#### Record extracts
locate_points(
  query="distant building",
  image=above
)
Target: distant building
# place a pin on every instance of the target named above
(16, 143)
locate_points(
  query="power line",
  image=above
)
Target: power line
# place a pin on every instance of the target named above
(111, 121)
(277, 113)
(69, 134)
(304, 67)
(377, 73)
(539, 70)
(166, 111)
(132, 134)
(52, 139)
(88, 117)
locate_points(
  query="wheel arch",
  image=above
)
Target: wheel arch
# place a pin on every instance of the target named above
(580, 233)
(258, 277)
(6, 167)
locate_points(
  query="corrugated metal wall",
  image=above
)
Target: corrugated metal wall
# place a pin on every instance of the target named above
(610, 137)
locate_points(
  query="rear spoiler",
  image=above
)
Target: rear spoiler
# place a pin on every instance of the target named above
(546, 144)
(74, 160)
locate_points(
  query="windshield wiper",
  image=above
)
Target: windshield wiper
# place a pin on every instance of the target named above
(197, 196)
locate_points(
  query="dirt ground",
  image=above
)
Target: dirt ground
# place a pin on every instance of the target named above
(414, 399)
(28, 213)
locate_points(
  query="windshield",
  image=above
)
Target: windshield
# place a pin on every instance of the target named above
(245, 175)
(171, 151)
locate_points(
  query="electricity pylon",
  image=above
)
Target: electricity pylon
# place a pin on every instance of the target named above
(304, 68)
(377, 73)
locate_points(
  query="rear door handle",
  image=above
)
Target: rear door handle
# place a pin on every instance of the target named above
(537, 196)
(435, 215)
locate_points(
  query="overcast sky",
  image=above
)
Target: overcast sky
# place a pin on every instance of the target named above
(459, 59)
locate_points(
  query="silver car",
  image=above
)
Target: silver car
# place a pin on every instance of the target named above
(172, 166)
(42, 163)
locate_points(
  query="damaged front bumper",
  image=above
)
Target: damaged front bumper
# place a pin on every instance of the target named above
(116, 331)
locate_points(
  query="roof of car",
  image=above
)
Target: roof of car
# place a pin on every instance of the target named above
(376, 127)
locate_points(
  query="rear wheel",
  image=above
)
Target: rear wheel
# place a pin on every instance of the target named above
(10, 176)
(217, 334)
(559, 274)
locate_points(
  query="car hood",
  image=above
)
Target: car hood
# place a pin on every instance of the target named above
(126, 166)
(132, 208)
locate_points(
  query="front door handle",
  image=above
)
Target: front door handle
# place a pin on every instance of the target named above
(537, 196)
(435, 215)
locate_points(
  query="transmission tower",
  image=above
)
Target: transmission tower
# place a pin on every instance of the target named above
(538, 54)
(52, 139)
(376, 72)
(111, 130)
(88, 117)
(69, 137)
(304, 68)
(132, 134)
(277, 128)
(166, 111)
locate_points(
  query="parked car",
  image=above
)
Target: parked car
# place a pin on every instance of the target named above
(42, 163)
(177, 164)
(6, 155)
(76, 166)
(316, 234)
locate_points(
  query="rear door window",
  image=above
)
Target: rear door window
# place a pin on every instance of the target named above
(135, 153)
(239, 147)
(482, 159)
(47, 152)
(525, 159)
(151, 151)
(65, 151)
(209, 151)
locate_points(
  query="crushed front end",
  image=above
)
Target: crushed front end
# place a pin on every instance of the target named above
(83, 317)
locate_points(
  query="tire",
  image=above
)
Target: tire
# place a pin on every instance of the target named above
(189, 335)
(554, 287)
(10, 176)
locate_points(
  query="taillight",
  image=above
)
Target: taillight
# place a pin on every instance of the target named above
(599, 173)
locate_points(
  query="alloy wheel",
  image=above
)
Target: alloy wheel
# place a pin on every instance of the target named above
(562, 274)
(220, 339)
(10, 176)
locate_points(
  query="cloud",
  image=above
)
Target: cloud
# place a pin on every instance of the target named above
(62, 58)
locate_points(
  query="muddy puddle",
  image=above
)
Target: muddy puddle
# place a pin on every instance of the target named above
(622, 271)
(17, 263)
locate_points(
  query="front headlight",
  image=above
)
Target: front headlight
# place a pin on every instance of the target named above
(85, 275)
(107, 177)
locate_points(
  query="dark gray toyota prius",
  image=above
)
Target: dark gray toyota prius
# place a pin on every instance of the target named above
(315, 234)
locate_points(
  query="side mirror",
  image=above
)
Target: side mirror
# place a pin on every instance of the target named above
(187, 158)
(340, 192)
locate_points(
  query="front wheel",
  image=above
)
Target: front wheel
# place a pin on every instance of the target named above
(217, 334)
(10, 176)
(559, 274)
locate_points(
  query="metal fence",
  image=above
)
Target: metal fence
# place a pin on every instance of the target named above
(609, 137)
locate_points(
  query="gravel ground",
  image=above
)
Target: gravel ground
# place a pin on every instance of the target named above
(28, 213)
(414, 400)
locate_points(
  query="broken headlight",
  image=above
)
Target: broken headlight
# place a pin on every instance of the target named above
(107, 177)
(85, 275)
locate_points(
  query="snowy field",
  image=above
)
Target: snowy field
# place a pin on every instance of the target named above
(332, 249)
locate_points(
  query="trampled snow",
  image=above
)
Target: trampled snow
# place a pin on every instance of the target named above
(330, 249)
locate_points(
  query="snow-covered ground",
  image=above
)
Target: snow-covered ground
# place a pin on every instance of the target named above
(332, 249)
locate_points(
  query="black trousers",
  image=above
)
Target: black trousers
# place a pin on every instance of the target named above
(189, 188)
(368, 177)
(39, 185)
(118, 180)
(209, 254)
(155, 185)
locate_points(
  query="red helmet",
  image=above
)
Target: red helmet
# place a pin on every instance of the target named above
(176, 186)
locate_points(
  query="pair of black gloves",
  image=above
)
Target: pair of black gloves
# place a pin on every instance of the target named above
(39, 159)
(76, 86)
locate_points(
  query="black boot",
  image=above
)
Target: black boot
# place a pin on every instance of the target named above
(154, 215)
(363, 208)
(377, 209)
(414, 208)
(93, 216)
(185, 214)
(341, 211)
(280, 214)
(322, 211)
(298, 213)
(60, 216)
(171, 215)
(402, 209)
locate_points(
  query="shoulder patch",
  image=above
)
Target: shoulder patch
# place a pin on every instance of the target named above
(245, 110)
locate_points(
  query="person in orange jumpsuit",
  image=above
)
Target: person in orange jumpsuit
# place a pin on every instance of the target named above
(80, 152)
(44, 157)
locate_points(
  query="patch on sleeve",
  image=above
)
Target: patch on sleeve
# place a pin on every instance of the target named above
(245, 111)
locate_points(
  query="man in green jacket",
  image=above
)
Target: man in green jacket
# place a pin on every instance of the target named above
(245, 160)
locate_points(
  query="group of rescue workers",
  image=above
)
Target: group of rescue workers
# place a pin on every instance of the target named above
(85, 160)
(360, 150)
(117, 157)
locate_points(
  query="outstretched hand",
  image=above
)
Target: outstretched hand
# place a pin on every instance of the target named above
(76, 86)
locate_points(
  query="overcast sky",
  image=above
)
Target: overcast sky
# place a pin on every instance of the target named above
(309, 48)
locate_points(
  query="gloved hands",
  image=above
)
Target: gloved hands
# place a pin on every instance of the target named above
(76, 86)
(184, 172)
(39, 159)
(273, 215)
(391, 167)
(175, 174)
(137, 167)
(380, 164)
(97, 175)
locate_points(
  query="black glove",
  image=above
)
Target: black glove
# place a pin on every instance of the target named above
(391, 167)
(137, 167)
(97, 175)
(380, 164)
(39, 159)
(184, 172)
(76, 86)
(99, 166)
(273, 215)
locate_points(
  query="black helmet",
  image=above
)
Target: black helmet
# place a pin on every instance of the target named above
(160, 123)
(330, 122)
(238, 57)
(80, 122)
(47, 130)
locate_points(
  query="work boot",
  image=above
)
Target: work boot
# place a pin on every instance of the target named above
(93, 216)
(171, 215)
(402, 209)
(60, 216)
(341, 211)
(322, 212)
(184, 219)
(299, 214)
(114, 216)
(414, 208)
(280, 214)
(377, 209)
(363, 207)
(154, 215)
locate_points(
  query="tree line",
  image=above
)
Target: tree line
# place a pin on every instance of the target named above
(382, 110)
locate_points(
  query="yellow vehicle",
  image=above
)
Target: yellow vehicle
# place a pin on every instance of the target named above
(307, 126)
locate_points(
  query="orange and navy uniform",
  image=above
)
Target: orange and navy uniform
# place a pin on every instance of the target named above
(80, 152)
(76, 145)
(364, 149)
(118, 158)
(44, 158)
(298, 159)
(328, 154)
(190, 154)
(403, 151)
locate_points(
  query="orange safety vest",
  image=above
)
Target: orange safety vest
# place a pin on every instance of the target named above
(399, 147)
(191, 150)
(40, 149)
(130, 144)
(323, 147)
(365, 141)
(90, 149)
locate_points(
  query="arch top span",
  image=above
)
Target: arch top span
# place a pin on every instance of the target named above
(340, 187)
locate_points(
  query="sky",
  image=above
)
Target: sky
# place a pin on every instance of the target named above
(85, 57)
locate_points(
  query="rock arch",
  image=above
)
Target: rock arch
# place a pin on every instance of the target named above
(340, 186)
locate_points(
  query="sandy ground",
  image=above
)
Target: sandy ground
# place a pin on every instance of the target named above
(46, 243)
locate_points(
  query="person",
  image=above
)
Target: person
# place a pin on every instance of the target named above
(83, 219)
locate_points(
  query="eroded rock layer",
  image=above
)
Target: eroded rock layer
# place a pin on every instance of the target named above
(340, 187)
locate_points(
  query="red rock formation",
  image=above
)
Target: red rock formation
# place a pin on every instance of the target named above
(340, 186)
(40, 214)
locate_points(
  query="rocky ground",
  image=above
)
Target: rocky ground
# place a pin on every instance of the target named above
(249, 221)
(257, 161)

#### Problem to work on
Which lines in the records contain the string "transmission" with the same capitalization? Report each of those lines in full.

#### Solution
  query="transmission tower",
Target: transmission tower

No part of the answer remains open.